GIVEN TASK A >> Return, word for word, the part of the Bank of China article below that begins with the words containing "Posted on 05/25/2002" and ends with "China in 1949.".

PASSAGE >>
━━━━━━━━

Posted on 05/25/2002 12:00:56 AM PDT by maui_hawaii
The government hoped the listing of Bank of China (Hong Kong) would be the star to lead a string of initial public offerings of the country's state-owned giants. But that was before the skeletons started tumbling out of the Bank of China's vaults. Only now is the scale of the graft becoming clearer
AS THE BANK of China prepares for the already delayed and scaled-down listing of its Hong Kong arm, details are emerging of another corruption scandal to shake public confidence. And its size, according to investigators, is staggering: up to 6 billion renminbi ($725 million). That would make it the biggest single case of embezzlement since the founding of the People's Republic of China in 1949.
If the allegations are true, it appears that by the early weeks of October last year the strain must have been starting to tell on banker Xu Chaofan and his junior colleagues Yu Zhendong and Xu Guojun. Auditors from Bank of China headquarters in Beijing were beginning to close in on the trail of missing funds and all the evidence pointed to the bank's sub-branch in Kaiping district in the small southern township of Sanbu, 100 kilometres from Macau.
In the early 1990s, Xu Chaofan was the manager at Kaiping until he was promoted to the bank's provincial headquarters in Guangzhou. His successors in Kaiping were Yu Zhendong and then Xu Guojun, who was the sub-branch manager in October. The three were apparently well prepared in case they were uncovered because their families had already been sent abroad using false passports, according to Hong Kong government officials. Finally on October 15, the three fled to Hong Kong also using fake travel documents, and on to Canada, where they are believed to remain on the run. All that was left was a gaping hole in Bank of China's books.
On December 26, Bank of China took out a half-page legal advertisement in Canada's National Post newspaper serving notice on the three fugitives as part of legal moves to freeze their assets. The notice, however, didn't hint at any scandal.
It wasn't until March 15 that Bank of China President Liu Mingkang publicly revealed that at least $483 million had been stolen from the bank through Kaiping. "The investigation is still going on. The final loss could be higher," he told a group of journalists. He said authorities saw the theft as the work of five main suspects, including the three former Kaiping sub-branch managers. At the same time, however, he affirmed his determination to float the Hong Kong unit globally.
Mainland and Hong Kong police now working on a major probe into the affair say that the three managers and their associates are suspected of siphoning off up to 6 billion renminbi, far higher than earlier bank estimates, and laundering a sizeable amount of this through Hong Kong and Macau.
"They were doing this for nine or 10 years," says an investigator working on the case who asked not to be identified. "These guys were massive high rollers. They were gambling and travelling overseas with their families. Casino limousines would meet them at airports."
The theft and other scandals at the Bank of China, including the continuing investigation into former President Wang Xuebing over corruption and irregularities at the bank's New York branch, highlight systemic problems with the way the bank was run. Bank of China head Liu is betting that potential investors in Bank of China (Hong Kong)'s IPO will take heart from the vigorous investigation of the Kaiping scandal and will see the bank is serious about putting its house in order.

━━━━━━━━

GIVEN TASK B >> List every line of the listing below that contains the string "shirt", treating uppercase and lowercase as different.

━━━━━━━━

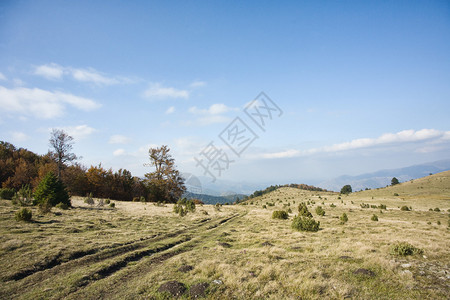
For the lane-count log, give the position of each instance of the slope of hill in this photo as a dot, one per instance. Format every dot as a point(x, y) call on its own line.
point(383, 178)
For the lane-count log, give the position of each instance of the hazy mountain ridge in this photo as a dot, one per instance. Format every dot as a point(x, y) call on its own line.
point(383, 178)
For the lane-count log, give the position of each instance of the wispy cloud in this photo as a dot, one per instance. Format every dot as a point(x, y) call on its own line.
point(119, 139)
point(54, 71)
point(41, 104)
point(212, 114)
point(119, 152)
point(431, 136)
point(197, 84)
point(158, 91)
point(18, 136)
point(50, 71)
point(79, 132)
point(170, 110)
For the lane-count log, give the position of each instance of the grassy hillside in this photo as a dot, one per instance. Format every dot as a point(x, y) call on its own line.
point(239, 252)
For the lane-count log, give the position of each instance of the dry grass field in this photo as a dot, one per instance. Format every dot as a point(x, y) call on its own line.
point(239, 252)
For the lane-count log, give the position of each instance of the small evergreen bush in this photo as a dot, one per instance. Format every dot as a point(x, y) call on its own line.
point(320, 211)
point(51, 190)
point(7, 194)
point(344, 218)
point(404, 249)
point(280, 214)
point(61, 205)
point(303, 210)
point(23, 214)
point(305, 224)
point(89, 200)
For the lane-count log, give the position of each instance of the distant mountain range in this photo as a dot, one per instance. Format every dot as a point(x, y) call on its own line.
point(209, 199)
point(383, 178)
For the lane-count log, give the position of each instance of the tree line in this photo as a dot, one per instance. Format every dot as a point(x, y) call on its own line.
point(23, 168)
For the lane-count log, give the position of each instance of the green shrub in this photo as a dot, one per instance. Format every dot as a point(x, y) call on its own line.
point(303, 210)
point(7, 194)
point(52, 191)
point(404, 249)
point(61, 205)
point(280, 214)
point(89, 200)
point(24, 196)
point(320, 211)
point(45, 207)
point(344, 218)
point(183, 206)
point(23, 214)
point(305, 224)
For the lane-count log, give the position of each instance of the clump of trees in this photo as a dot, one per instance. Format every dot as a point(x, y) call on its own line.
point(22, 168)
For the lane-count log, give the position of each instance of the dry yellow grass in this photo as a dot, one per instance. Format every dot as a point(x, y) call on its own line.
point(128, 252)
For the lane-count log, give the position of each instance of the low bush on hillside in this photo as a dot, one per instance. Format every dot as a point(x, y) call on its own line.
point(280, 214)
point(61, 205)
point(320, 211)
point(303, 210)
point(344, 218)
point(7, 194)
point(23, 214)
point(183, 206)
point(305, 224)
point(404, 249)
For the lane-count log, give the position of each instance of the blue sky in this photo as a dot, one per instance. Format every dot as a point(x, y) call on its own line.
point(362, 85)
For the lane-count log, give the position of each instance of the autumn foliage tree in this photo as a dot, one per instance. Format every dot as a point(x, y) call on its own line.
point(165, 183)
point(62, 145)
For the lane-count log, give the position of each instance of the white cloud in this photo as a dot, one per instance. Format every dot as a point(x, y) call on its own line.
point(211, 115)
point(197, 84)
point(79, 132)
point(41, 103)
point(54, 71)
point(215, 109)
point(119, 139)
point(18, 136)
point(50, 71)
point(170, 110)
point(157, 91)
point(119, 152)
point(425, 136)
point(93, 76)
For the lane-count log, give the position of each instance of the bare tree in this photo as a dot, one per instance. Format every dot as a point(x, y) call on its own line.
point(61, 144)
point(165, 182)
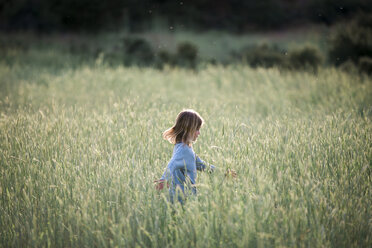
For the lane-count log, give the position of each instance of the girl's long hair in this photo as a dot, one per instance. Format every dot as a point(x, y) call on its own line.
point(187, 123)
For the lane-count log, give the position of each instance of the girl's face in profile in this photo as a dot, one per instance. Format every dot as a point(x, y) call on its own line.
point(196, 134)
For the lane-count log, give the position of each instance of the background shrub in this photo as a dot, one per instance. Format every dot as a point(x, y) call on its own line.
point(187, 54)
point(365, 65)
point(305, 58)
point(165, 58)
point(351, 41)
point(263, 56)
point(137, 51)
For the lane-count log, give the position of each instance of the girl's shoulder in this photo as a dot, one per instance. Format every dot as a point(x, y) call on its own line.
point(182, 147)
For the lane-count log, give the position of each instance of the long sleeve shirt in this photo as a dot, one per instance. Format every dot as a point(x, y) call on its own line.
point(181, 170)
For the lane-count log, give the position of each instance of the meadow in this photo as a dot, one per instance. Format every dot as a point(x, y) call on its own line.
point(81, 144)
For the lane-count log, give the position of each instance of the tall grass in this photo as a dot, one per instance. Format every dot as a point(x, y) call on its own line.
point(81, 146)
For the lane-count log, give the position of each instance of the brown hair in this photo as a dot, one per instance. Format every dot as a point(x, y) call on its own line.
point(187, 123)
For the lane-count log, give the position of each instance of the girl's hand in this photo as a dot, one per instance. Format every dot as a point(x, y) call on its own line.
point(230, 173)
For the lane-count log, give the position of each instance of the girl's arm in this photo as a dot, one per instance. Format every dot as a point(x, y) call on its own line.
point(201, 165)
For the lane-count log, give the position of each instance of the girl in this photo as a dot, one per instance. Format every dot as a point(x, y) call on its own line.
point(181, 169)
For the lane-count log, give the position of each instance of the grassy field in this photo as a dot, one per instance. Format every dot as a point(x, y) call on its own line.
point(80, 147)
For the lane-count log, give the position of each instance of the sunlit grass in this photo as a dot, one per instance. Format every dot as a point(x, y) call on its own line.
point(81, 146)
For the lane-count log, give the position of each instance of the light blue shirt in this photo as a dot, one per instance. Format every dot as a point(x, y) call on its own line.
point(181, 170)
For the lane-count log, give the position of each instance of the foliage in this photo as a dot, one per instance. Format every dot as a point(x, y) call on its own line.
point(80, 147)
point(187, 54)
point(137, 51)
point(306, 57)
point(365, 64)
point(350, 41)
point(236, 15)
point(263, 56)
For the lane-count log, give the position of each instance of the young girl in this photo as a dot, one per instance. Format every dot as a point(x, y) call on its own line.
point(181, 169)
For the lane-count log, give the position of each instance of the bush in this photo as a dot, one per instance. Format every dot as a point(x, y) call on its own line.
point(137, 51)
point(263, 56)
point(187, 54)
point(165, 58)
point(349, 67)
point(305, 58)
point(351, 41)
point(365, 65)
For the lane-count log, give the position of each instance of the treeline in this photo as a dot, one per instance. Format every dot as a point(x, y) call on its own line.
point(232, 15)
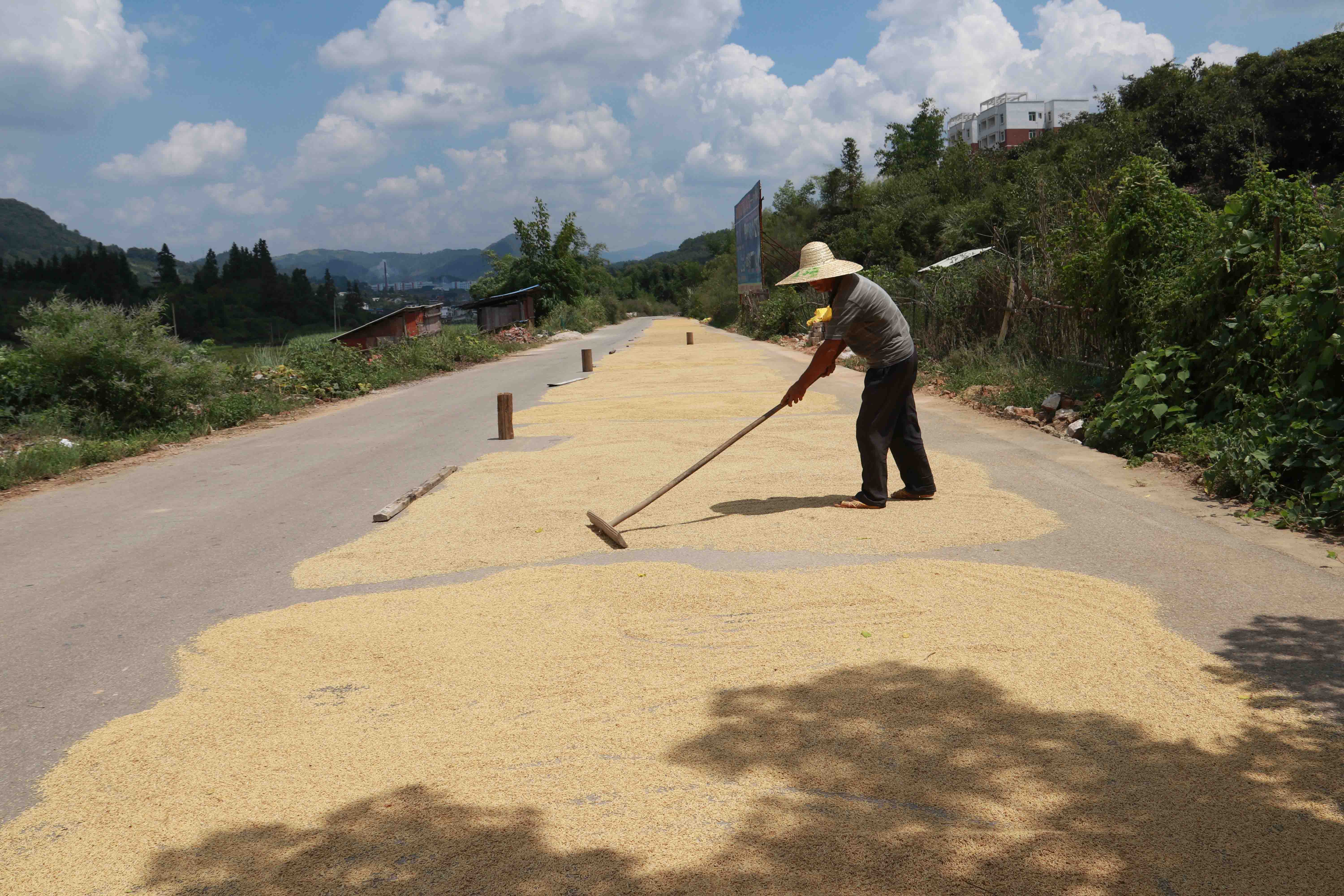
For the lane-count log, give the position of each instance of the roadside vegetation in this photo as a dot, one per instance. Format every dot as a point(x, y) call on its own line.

━━━━━━━━

TASK RESPONSE A >>
Posted on 05/25/2002 12:00:56 AM PDT by maui_hawaii
The government hoped the listing of Bank of China (Hong Kong) would be the star to lead a string of initial public offerings of the country's state-owned giants. But that was before the skeletons started tumbling out of the Bank of China's vaults. Only now is the scale of the graft becoming clearer
AS THE BANK of China prepares for the already delayed and scaled-down listing of its Hong Kong arm, details are emerging of another corruption scandal to shake public confidence. And its size, according to investigators, is staggering: up to 6 billion renminbi ($725 million). That would make it the biggest single case of embezzlement since the founding of the People's Republic of China in 1949.

TASK RESPONSE B >>
For the lane-count log, give the position of each instance of the long sleeve shirt in this photo as a dot, one per instance. Format every dot as a point(x, y) call on its own line.
For the lane-count log, give the position of each instance of the light blue shirt in this photo as a dot, one per instance. Format every dot as a point(x, y) call on its own line.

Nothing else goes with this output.